TEXT SHOWN ▸
########################################

You are very blessed to have a job you love and the shared care with DH for your precious wee one… but you don’t really need me to tell you that, it is evidenced in your words on this blog.
Hugs to you
San xx
Thanks San,
OH what a fabulous image of your teeny balling fists and calling Boo!!
I think I am VERY blessed, daily I wonder how I landed in this situ.
x
Hi Lucy
Enjoy reading your posts 😉 So cool that you and Tim can share the day time care of Ramona. Jonno and I share care of our two littlies, although he’s working full time and I haven’t gone back teaching part time yet but he works lots of different shifts that mean that he is often able to be a part of the girls weekly activities. We’ve just started a nanny share five hours on a monday and I’m totally loving having another person in our lives nurturing our little girls.
So pleased that we’ve found a flow that is working for us at the moment to balance the whole families needs, just more and more convinced every day that when it comes to parenting and life in general the main ingreadient is heart.
x Naomi
Hello Naomi!
Thank you 🙂
It is awesome you are sharing the parenting out too.
The nanny share sounds cool. Myfriend does something awesome- half the week she has her kid and her friends, and then her friend takes her turn. I think is just the ticket, if you don;t have a partner able to cut hours.
You are SO right- all about the love, all about the love.
x
I was trying to find a way of saying I feel for all the guys out there who haven’t been ’empowered’ to share as much. I’m a feminist and a dadinist. G and I share work and parenting. My mum and dad shared. My dad does our fill-in stuff. My big girl goes to “school” 3 days a week.
Am proud that our family finds ways of wangling things around what we all (small,large,inbetween) need. No one gets it right all the time and change is the only constant! Some days I wish I could stay home and other days I wish I could go to work. My girl cries about coming home before afternoon tea (and then has another when she does get home… Socialising makes you hungry). I don’t think everything needs a system or a label. Both can be restrictive, constraining and limiting. Big ups for the recognition of agency in small persons 🙂 . Lynn Hagger has a cool line “a focus upon the future adult the child could become can result in a failure to see the child as a person living their life.” Likewise for mums and dads 🙂 .

########################################

EXCERPTED RECORDS ▸
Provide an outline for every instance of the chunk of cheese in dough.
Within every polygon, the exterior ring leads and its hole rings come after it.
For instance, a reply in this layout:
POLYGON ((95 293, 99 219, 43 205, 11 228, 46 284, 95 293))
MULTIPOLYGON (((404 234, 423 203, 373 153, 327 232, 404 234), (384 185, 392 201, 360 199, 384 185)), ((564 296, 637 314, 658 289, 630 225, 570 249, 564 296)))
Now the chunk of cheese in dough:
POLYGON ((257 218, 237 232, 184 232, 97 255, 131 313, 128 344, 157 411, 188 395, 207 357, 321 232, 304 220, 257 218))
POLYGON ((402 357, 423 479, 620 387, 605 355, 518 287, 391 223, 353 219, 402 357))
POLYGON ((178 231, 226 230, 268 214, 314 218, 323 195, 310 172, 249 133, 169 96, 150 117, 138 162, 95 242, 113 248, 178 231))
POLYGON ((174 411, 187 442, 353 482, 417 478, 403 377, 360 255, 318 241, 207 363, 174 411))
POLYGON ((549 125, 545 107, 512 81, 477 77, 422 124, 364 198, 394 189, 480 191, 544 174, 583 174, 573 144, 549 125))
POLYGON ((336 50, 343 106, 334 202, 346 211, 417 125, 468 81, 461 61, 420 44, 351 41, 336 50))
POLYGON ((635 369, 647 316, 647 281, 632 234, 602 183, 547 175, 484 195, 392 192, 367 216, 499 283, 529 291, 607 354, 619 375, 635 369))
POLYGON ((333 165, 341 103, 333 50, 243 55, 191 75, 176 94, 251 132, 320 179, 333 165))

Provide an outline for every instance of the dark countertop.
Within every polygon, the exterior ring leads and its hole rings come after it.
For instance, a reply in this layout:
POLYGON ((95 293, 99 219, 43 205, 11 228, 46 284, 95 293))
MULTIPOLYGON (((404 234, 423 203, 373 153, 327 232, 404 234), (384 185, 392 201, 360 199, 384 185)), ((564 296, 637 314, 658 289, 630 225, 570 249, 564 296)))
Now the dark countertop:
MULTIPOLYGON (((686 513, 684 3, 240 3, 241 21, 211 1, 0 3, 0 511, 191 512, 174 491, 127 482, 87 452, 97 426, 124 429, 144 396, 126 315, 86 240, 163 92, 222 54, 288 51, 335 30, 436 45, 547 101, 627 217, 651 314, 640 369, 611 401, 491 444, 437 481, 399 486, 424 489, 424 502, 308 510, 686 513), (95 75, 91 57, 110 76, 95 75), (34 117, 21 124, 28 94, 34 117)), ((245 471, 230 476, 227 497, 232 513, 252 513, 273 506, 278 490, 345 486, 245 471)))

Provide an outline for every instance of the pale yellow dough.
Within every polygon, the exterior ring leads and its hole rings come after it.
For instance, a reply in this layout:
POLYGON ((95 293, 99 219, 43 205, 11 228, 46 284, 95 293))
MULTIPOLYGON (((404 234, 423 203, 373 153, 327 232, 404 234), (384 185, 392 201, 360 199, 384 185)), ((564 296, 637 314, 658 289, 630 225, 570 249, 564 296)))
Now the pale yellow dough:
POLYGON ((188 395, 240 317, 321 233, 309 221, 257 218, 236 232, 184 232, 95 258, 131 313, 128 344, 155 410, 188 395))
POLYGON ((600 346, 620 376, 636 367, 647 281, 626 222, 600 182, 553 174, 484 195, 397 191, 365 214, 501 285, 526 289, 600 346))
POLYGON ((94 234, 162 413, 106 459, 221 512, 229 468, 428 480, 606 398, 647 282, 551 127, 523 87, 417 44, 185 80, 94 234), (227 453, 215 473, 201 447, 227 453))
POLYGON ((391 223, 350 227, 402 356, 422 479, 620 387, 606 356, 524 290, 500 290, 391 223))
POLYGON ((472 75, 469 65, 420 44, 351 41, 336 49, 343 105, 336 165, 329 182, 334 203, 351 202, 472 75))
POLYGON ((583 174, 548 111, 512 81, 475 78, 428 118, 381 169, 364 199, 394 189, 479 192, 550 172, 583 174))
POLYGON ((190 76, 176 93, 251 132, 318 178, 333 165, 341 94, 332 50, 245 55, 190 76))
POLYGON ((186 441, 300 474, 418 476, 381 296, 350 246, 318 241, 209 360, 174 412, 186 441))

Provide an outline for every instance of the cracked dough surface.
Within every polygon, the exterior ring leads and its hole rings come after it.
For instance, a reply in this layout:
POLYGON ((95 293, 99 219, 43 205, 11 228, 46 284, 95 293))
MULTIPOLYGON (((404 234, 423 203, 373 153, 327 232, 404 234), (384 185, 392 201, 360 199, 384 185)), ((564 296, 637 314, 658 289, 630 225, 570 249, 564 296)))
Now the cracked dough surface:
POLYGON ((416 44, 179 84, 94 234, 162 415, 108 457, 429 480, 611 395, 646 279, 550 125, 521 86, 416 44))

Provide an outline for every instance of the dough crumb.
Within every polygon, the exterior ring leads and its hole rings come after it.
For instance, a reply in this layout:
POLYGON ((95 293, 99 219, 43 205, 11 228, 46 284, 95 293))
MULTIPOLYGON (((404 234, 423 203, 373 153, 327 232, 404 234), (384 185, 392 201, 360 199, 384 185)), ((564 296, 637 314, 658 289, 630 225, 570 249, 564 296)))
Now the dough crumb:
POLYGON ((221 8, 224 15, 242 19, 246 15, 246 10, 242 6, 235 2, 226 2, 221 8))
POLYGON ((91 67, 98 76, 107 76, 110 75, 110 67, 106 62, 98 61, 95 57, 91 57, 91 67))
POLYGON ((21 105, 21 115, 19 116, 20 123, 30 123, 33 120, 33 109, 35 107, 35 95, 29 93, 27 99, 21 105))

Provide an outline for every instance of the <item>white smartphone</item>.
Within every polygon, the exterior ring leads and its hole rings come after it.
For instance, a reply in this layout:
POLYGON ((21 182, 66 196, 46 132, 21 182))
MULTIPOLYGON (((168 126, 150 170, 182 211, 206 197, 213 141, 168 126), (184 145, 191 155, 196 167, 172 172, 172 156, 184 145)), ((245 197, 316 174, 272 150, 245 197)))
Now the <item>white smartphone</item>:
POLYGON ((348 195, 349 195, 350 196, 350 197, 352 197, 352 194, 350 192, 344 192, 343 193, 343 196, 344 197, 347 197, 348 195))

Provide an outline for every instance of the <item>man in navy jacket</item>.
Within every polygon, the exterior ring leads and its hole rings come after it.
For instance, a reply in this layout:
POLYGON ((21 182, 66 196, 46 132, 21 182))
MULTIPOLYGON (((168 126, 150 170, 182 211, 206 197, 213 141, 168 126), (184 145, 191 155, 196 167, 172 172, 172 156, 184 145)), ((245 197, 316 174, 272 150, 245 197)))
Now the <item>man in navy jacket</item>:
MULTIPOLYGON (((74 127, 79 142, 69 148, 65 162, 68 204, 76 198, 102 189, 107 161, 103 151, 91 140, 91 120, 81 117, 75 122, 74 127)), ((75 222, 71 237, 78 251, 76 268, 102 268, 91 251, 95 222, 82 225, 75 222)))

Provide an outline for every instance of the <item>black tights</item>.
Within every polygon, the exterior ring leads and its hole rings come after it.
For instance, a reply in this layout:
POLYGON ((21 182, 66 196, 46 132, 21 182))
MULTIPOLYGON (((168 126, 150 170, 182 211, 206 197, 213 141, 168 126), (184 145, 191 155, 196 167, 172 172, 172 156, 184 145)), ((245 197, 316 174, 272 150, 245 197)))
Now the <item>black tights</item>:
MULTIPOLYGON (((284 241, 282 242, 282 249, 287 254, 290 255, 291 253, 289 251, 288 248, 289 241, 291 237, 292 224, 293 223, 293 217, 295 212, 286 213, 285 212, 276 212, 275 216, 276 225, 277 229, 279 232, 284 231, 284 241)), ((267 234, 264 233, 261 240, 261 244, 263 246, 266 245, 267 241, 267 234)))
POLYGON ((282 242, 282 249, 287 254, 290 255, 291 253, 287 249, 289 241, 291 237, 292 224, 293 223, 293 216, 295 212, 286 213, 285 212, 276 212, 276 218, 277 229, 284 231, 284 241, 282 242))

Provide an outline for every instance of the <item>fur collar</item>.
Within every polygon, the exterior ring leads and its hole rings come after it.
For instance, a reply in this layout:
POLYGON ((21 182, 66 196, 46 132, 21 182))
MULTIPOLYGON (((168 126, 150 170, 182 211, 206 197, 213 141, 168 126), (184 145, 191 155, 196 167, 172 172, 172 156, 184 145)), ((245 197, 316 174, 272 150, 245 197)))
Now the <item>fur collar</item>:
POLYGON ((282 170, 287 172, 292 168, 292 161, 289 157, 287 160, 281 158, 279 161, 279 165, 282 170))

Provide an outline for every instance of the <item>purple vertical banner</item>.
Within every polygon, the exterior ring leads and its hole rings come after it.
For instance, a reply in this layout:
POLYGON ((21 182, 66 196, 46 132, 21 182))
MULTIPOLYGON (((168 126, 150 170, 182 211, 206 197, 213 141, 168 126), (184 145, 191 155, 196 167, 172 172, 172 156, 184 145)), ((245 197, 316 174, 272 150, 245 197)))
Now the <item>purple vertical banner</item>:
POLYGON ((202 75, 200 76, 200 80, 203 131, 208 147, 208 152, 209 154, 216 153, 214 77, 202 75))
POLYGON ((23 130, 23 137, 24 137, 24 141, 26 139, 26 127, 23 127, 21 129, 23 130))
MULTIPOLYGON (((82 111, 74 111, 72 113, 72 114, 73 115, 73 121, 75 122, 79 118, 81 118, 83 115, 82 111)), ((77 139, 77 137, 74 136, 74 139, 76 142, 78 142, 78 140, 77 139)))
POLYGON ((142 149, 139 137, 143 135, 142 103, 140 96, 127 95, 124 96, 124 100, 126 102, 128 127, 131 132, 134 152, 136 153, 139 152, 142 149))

########################################

SHORT TASK 1 ▸
Repeat the passage from the comments on shared parenting, from "The nanny share" up to and including "days a week.".
SHORT TASK 2 ▸
Translate this sentence from the comments on shared parenting into Spanish: "Some days I wish I could stay home and other days I wish I could go to work."
SHORT TASK 3 ▸
Answer these questions using the comments on shared parenting:
(a) How many days a week does the commenter's big girl go to "school"?
(b) Who shares the care of the two littlies with the commenter who signs off as Naomi?
(c) Whose line about the future adult the child could become is quoted in the last comment?

EXERCISE RESPONSE 1 ▸
The nanny share sounds cool. Myfriend does something awesome- half the week she has her kid and her friends, and then her friend takes her turn. I think is just the ticket, if you don;t have a partner able to cut hours.
You are SO right- all about the love, all about the love.
x
I was trying to find a way of saying I feel for all the guys out there who haven’t been ’empowered’ to share as much. I’m a feminist and a dadinist. G and I share work and parenting. My mum and dad shared. My dad does our fill-in stuff. My big girl goes to “school” 3 days a week.

EXERCISE RESPONSE 2 ▸
Algunos días desearía poder quedarme en casa y otros días desearía poder ir a trabajar.

EXERCISE RESPONSE 3 ▸
(a) 3 days a week
(b) Jonno
(c) Lynn Hagger